*Supplied information:*

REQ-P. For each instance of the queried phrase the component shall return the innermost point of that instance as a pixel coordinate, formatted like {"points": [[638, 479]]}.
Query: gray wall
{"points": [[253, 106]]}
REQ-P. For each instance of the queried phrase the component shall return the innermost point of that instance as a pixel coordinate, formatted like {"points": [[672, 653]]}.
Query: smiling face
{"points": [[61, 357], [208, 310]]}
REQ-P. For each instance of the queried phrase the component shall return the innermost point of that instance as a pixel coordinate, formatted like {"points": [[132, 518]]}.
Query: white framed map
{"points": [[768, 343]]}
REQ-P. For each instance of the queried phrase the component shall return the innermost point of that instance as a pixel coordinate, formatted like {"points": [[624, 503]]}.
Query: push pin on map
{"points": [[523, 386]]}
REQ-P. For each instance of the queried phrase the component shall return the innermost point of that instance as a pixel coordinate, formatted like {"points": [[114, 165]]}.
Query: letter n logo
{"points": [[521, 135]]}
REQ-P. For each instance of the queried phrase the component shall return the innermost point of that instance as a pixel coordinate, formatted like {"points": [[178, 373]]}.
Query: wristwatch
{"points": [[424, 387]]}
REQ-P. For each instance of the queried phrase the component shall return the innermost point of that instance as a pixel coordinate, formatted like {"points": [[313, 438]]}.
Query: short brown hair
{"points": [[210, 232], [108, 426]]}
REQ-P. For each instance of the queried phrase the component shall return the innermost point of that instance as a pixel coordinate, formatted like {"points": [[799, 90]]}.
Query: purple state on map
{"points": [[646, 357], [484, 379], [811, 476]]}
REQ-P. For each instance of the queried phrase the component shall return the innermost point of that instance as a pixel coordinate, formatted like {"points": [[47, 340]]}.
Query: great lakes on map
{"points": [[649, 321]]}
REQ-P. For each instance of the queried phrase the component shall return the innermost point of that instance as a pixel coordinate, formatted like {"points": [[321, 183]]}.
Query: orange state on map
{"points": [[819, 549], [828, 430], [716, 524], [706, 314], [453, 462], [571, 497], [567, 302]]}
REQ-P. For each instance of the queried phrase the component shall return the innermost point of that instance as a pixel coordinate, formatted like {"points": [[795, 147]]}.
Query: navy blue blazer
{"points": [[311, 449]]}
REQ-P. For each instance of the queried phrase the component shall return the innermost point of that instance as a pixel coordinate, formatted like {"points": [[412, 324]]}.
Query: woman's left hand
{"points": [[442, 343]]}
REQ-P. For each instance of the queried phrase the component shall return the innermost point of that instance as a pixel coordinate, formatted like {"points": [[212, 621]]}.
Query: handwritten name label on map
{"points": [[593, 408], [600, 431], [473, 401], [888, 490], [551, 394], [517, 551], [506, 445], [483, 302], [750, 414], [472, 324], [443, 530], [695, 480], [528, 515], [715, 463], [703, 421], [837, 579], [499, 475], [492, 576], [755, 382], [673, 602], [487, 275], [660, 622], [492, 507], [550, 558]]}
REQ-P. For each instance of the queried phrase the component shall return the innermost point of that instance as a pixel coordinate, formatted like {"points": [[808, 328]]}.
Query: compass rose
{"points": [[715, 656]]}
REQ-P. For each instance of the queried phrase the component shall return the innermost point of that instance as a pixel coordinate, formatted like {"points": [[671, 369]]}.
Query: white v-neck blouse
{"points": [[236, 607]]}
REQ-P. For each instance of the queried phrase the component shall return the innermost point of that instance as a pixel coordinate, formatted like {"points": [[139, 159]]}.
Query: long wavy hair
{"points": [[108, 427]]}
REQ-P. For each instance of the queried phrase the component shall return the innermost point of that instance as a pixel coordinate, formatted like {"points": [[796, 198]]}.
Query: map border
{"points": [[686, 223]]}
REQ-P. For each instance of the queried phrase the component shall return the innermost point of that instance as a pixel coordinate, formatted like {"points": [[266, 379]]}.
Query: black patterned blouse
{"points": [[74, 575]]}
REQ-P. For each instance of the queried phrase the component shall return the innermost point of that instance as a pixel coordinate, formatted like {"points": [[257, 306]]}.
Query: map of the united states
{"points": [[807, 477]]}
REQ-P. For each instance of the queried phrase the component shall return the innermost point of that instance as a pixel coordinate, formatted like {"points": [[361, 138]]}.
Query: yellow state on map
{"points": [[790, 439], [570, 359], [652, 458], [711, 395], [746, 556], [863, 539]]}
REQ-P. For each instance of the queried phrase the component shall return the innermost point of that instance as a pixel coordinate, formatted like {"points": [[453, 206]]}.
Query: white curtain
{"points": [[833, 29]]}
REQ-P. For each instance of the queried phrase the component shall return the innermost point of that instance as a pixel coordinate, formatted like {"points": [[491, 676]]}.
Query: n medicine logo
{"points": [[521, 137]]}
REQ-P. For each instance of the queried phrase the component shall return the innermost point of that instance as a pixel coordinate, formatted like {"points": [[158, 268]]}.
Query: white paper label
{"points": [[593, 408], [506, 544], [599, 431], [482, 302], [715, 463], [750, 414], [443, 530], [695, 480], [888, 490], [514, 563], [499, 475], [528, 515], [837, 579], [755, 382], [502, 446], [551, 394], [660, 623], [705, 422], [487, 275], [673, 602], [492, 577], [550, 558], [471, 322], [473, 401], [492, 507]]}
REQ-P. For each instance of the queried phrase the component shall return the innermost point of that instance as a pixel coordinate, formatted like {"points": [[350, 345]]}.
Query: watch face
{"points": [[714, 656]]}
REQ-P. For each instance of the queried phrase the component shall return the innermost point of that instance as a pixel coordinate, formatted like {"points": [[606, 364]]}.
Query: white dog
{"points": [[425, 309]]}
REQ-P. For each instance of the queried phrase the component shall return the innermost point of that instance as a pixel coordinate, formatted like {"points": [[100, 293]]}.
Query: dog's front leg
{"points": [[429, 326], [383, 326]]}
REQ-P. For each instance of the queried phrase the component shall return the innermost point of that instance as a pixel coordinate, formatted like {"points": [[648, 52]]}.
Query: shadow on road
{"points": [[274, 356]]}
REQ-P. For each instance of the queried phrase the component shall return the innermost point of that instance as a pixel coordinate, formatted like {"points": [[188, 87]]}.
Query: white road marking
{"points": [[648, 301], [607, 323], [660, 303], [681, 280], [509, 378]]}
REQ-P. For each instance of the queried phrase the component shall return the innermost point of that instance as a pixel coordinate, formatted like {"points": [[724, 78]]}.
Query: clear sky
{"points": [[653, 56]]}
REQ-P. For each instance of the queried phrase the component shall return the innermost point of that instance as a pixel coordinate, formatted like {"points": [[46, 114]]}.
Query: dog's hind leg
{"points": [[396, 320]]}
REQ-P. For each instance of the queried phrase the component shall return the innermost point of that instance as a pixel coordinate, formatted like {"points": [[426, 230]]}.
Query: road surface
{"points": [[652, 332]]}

*Task:* Copy every line exactly. Leave nothing out.

*Right answer:*
REQ-P. For each instance of the queried phrase the component shall return the innermost point of that instance as a pixel coordinate, formatted like {"points": [[638, 479]]}.
Query: gray wall
{"points": [[253, 106]]}
REQ-P. For each instance of the queried phrase the component shall return the innermost point of that instance as a pixel coordinate, formatted like {"points": [[672, 653]]}.
Query: smiling face
{"points": [[61, 357], [208, 310]]}
REQ-P. For each instance of the queried phrase the component shall return the innermost point of that instance as a pixel coordinate, formatted like {"points": [[132, 518]]}.
Query: white framed map
{"points": [[768, 343]]}
REQ-P. For each instance of the queried phrase the component shall return the innermost point of that instance as a pixel coordinate, formatted like {"points": [[624, 503]]}.
Query: push pin on map
{"points": [[523, 386]]}
REQ-P. For each instance of the queried phrase the component shall return the innermost point of that instance as a pixel coordinate, formatted like {"points": [[114, 165]]}.
Query: letter n logo
{"points": [[521, 135]]}
REQ-P. For each instance of the queried phrase the component shall return the innermost point of that instance as a pixel coordinate, formatted like {"points": [[178, 373]]}.
Query: wristwatch
{"points": [[424, 387]]}
REQ-P. For each instance of the queried phrase the component shall return the innermost point of that instance as a pixel coordinate, formatted like {"points": [[313, 438]]}.
Query: short brown hair
{"points": [[210, 232], [108, 426]]}
REQ-P. For each instance of the queried phrase the component shall return the innermost point of that instance as a pixel coordinate, formatted like {"points": [[799, 90]]}.
Query: purple state on map
{"points": [[646, 357], [484, 379], [811, 476]]}
REQ-P. For each instance of the queried phrase the component shall return the innermost point of that instance as a pixel coordinate, formatted like {"points": [[47, 340]]}.
Query: great lakes on map
{"points": [[649, 321]]}
REQ-P. For each instance of the queried phrase the component shall return the innermost point of that instance as a pixel coordinate, formatted like {"points": [[321, 183]]}.
Query: orange state on map
{"points": [[819, 549], [828, 430], [716, 524], [706, 314], [453, 462], [571, 497], [567, 302]]}
REQ-P. For each instance of the queried phrase the component shall return the innermost point of that instance as a pixel coordinate, formatted like {"points": [[795, 147]]}.
Query: navy blue blazer
{"points": [[311, 449]]}
REQ-P. For each instance of the queried phrase the component shall return the innermost point of that instance as a pixel coordinate, formatted like {"points": [[412, 324]]}.
Query: woman's left hand
{"points": [[442, 343]]}
REQ-P. For each instance of the queried phrase the component shall return the innermost point of that instance as a pixel coordinate, formatted like {"points": [[212, 621]]}.
Query: handwritten name label on map
{"points": [[593, 408], [600, 431], [473, 401], [888, 490], [551, 394], [517, 551], [506, 445], [483, 302], [750, 414], [472, 324], [443, 530], [695, 480], [528, 515], [715, 463], [703, 421], [837, 579], [499, 475], [492, 576], [755, 382], [673, 602], [487, 275], [660, 622], [492, 507], [550, 558]]}
REQ-P. For each instance of the queried phrase the component shall return the innermost point of that instance as a pixel coordinate, formatted like {"points": [[808, 328]]}.
Query: compass rose
{"points": [[715, 656]]}
REQ-P. For each instance of the queried phrase the component shall return the innermost point of that instance as a pixel coordinate, formatted like {"points": [[671, 369]]}.
Query: white v-neck blouse
{"points": [[236, 607]]}
REQ-P. For each instance of the queried phrase the component shall return the innermost point of that instance as a pixel coordinate, formatted like {"points": [[139, 159]]}.
Query: long wavy hair
{"points": [[108, 427]]}
REQ-P. For each instance of the queried phrase the component shall return the innermost point of that instance as a pixel coordinate, formatted like {"points": [[796, 198]]}.
Query: map border
{"points": [[686, 223]]}
REQ-P. For each instance of the queried phrase the component shall return the innermost point of that instance as a pixel coordinate, formatted like {"points": [[266, 379]]}.
Query: black patterned blouse
{"points": [[74, 575]]}
REQ-P. For each instance of the queried phrase the component shall return the innermost point of that instance as a pixel coordinate, formatted like {"points": [[257, 306]]}.
Query: map of the united states
{"points": [[807, 477]]}
REQ-P. For each instance of the queried phrase the component shall return the innermost point of that instance as a pixel coordinate, formatted like {"points": [[361, 138]]}.
Query: yellow state on map
{"points": [[790, 439], [570, 359], [652, 458], [711, 395], [746, 556], [863, 539]]}
REQ-P. For each instance of the queried phrase the component shall return the innermost point of that instance as a pixel coordinate, formatted like {"points": [[453, 206]]}.
Query: white curtain
{"points": [[833, 29]]}
REQ-P. For each instance of the queried phrase the component shall return the innermost point of that instance as a pixel coordinate, formatted like {"points": [[491, 676]]}.
Query: n medicine logo
{"points": [[521, 137]]}
REQ-P. For each instance of the queried phrase the component shall return the innermost point of that instance as a pixel coordinate, formatted like {"points": [[158, 268]]}.
Query: white paper label
{"points": [[593, 408], [506, 544], [599, 431], [482, 302], [715, 463], [750, 414], [443, 530], [695, 480], [888, 490], [514, 563], [499, 475], [528, 515], [837, 579], [755, 382], [502, 446], [551, 394], [660, 623], [705, 422], [487, 275], [673, 602], [492, 577], [550, 558], [471, 322], [473, 401], [492, 507]]}
REQ-P. For each instance of the queried phrase the component shall return the innermost point of that instance as a pixel coordinate, formatted like {"points": [[350, 345]]}.
Query: watch face
{"points": [[714, 656]]}
REQ-P. For each instance of the queried phrase the component shall return the innermost point of that instance as a pixel coordinate, formatted like {"points": [[606, 364]]}.
Query: white dog
{"points": [[425, 309]]}
REQ-P. For each instance of the queried phrase the component shall return the innermost point of that instance as a pixel coordinate, formatted like {"points": [[100, 293]]}.
Query: dog's front leg
{"points": [[429, 326], [383, 326]]}
REQ-P. For each instance of the queried phrase the component shall return the innermost point of that instance as a pixel coordinate, formatted like {"points": [[648, 52]]}.
Query: shadow on road
{"points": [[274, 356]]}
REQ-P. For each instance of the queried phrase the component shall return the innermost point of that instance as a pixel coordinate, formatted like {"points": [[188, 87]]}.
Query: white road marking
{"points": [[648, 301], [607, 323], [660, 303], [681, 280], [509, 378]]}
REQ-P. For each instance of the queried phrase the component shall return the innermost point of that instance as a pixel coordinate, formatted like {"points": [[724, 78]]}.
Query: clear sky
{"points": [[653, 56]]}
REQ-P. For each instance of the queried phrase the component shall return the innermost point of that instance as a pixel coordinate, formatted like {"points": [[46, 114]]}.
Query: dog's hind leg
{"points": [[396, 320]]}
REQ-P. For each instance of the queried phrase the component shall return the innermost point of that instance as a pixel coordinate, formatted like {"points": [[426, 230]]}.
Query: road surface
{"points": [[652, 332]]}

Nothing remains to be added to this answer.